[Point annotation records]
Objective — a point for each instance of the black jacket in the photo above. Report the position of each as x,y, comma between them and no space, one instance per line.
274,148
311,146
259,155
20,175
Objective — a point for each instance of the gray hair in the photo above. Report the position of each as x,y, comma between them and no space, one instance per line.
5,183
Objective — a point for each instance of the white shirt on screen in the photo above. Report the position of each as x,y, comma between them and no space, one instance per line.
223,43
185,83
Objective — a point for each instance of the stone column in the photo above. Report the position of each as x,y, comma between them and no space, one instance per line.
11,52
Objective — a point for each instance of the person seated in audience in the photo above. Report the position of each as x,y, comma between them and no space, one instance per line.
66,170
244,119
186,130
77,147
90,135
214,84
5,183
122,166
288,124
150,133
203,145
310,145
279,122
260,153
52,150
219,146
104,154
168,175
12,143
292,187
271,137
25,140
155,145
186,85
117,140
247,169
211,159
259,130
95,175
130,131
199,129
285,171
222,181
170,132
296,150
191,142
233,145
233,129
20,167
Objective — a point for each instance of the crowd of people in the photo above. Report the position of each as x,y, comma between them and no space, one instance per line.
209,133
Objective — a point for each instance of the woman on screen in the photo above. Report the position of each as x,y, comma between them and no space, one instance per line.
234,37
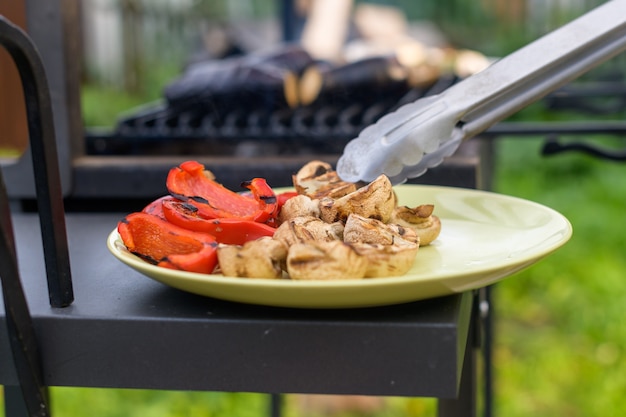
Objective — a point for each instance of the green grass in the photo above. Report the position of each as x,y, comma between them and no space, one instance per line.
560,337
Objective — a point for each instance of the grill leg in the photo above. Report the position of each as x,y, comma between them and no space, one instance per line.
14,405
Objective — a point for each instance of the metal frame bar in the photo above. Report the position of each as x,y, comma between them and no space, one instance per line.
21,335
45,160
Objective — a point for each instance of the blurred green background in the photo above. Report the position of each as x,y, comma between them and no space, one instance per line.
559,340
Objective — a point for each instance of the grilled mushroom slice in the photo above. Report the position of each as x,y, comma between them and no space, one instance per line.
300,205
261,258
325,261
359,229
308,228
421,219
387,260
375,200
317,179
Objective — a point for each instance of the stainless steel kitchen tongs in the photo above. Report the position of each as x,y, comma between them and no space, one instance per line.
419,135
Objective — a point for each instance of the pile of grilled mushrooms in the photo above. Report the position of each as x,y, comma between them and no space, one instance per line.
336,230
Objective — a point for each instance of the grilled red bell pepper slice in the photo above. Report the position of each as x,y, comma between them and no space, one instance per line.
156,207
190,182
230,231
164,244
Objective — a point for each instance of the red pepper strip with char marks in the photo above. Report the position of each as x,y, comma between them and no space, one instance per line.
283,197
156,207
227,230
167,245
189,182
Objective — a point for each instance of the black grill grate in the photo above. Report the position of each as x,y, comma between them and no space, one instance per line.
318,128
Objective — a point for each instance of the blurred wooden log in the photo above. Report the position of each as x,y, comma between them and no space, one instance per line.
326,29
366,79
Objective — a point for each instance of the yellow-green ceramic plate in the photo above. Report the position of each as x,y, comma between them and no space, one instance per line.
485,237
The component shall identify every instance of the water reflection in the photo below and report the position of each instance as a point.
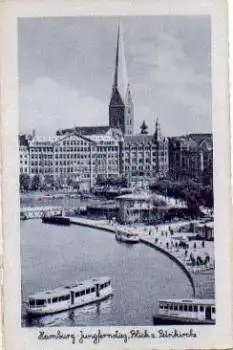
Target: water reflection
(52, 256)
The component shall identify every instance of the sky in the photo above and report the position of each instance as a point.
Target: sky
(66, 70)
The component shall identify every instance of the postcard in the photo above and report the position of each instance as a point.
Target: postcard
(116, 197)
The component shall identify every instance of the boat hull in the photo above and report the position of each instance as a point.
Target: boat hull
(69, 297)
(162, 320)
(61, 308)
(56, 220)
(120, 237)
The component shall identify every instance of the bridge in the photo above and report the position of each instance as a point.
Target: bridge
(38, 212)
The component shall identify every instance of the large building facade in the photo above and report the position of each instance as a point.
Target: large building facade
(86, 153)
(191, 157)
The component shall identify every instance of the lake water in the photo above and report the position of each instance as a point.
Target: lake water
(52, 256)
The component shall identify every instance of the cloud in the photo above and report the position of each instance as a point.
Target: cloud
(46, 106)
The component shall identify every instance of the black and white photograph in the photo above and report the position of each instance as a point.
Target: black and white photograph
(116, 175)
(116, 171)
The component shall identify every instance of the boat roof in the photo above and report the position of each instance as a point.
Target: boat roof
(76, 286)
(189, 301)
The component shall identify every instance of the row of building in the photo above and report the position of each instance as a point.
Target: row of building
(88, 154)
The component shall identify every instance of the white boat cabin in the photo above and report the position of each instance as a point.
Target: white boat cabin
(69, 296)
(198, 309)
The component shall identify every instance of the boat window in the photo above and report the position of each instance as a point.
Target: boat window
(32, 302)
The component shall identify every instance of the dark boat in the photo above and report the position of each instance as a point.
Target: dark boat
(56, 220)
(182, 312)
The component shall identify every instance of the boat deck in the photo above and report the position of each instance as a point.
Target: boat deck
(74, 287)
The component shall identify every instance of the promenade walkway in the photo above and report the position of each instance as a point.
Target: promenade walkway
(166, 239)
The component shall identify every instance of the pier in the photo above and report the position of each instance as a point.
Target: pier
(195, 274)
(38, 212)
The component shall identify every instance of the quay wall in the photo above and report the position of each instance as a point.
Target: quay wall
(145, 241)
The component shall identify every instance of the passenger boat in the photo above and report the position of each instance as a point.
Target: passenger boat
(126, 237)
(185, 311)
(23, 216)
(57, 220)
(69, 297)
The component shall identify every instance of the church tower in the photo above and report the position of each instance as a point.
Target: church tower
(121, 113)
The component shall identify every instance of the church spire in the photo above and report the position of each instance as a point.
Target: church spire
(121, 113)
(120, 75)
(157, 133)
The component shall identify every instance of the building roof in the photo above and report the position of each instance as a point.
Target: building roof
(85, 130)
(198, 138)
(190, 301)
(141, 138)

> Prompt:
Without the pictures, print the whole listing exactly as given.

> Solution to the exercise:
Objective — a point for each instance of the black jacket in the photo above. Report the position of each as x,y, comma between them and no space, one instance per line.
274,148
311,146
259,155
20,175
Objective — a point for each instance of the gray hair in the photo above. Report the position of each as x,y, comma between them and no space, one instance per line.
5,183
Objective — a point for each instance of the white shirt on screen in the photo above. Report the position of each as x,y, comma between them and no space, one instance per line.
223,43
185,83
Objective — a point for each instance of the stone column in the photo above. Report the position of each as x,y, comma between them and no space, one instance per line.
11,52
Objective — a point for each instance of the person seated in audience in the photo above. Report the position of each as x,y, comma between them and no space, one instance per line.
66,170
244,119
186,130
77,147
90,135
214,84
5,183
122,166
288,124
150,133
203,145
310,145
279,122
260,153
52,150
219,146
104,154
168,175
12,143
292,187
271,137
25,140
155,145
186,85
117,140
247,169
211,159
259,130
95,175
130,131
199,129
285,171
222,181
170,132
296,150
191,142
233,145
233,129
20,167
Objective — a point for each instance of the crowd of people in the photo above. Report the position of each as x,y, comma between them and no space, one instance per line.
209,133
Objective — a point for each instance of the woman on screen in the photo above. Report the position of each as x,y, comma between them and no space, one instance per line.
234,37
Objective — a point for each instance of the green grass in the photo above. Report the position of each as x,y, comma between them and no space, one instance per line.
560,337
Objective — a point for each instance of the grill leg in the photo above. Report the position of each as x,y, comma between them and no space, one instance per line.
14,405
Objective — a point for each instance of the metal frame bar in the photo above. Report the position of each as x,y, comma between them and no space, one instance per line.
21,335
45,160
Objective — a point for each instance of the blurred green background in the photo above. Report the position of each as x,y, comma between them and no space, one instance per line.
559,340
Objective — a point for each instance of the grilled mushroom slice in the photo above. Report the position of each as x,y, comma between them and no space, one instance per line.
300,205
261,258
325,261
359,229
308,228
421,219
387,260
375,200
317,179
Objective — a point for each instance of the stainless steel kitchen tongs in the photo above. Report the position of each as x,y, comma between them and no space, one instance per line.
419,135
Objective — a point for each instance of the pile of grilled mushrooms in the photo above. Report the position of each as x,y, comma between them and no space, one instance per line.
336,230
Objective — a point for each instance of the grilled red bell pepper slice in the photo above. Report the position of each as x,y, comma between them and no space, one instance per line.
156,207
190,182
230,231
164,244
Objective — a point for each instance of the red pepper strip with char marks in the photo above. Report the position of each as x,y, comma between them and no space, one instance per line.
283,197
156,207
227,230
167,245
189,182
Objective — a point for each instance of the black grill grate in the photo above. Report the position of each as x,y, comma between them and no space, one instance per line.
318,128
Objective — a point for each instance of the blurred wooden log in the photo above. Report the position of each as x,y, comma between them and no space, one instance per line.
326,29
366,79
Objective — a point for each instance of the yellow-green ceramic plate in the photo above. Report the position of each as x,y, comma between them and no space, one instance per line.
485,237
The component shall identify every instance of the water reflection in the photo below and report the position of each instance as a point.
Target: water reflection
(52, 256)
The component shall identify every instance of the sky in the photo above and report the position of each instance as a point.
Target: sky
(66, 70)
The component shall identify every instance of the postcard in the photo above and report the position of each instance as a point.
Target: postcard
(116, 197)
The component shall identify every instance of the boat hull in the photo above and report the position of each instance as a point.
Target: boat hull
(69, 297)
(162, 320)
(61, 308)
(56, 220)
(120, 237)
The component shall identify every instance of the bridge in the photo above and report the position of each instance as a point.
Target: bridge
(38, 212)
The component shall identify every instance of the large building facade in the photo above and report the position of each instance as a point.
Target: large building facade
(86, 153)
(191, 157)
The component shall identify every instance of the lake water in the photo above and report the position of each instance as a point.
Target: lake water
(52, 256)
The component shall identify every instance of the cloud in the photo above and report the position of each instance as a point.
Target: cloud
(46, 106)
The component shall identify every instance of the black and white photograph in the photo above and report the position of each instance as a point.
Target: black and white photograph
(116, 175)
(116, 171)
The component shall identify every instance of the boat roof in the photo above and report the position of each instance as a point.
Target: boat roof
(76, 286)
(189, 301)
The component shall identify every instance of the row of building in the photo above and report the position of each instance as a point.
Target: row of building
(88, 154)
The component shall identify every instance of the white boat cabin in the photo above and report the position of each instance as a point.
Target: white boat cabin
(69, 296)
(198, 309)
The component shall identify every instance of the boat window in the photo above and report the position of each instance as a point.
Target: boat window
(32, 302)
The component shall identify every instance of the dark boat in the photo above and report the position of each instance as a point.
Target: dark boat
(56, 220)
(182, 312)
The component shall identify every instance of the boat deck in the photo above and report the position of each instance as a point.
Target: boat deck
(74, 287)
The component shall identify every instance of the promenade walkway in the photo above and report the position of each instance as a point.
Target: promenade walkway
(166, 239)
The component shall identify every instance of the pier in the photo above and report the position of each instance as a point.
Target: pier
(195, 274)
(38, 212)
The component shall identify every instance of the quay wall in the photo above and report the position of each instance as a point.
Target: quay wall
(145, 241)
The component shall identify every instance of the passenger boat in the photo above and report the position of each instance as a point.
Target: passenger boat
(126, 237)
(185, 311)
(23, 216)
(57, 220)
(69, 297)
The component shall identify every instance of the church tower in the photo above and report the position of each instance as a point.
Target: church tower
(121, 113)
The component shall identify every instance of the church spire in the photo above and report the position of each instance as a point.
Target: church spire
(121, 113)
(120, 75)
(157, 133)
The component shall identify every instance of the building roof in the photo above and report the position of each instance as a point.
Target: building roof
(85, 130)
(198, 138)
(190, 301)
(141, 138)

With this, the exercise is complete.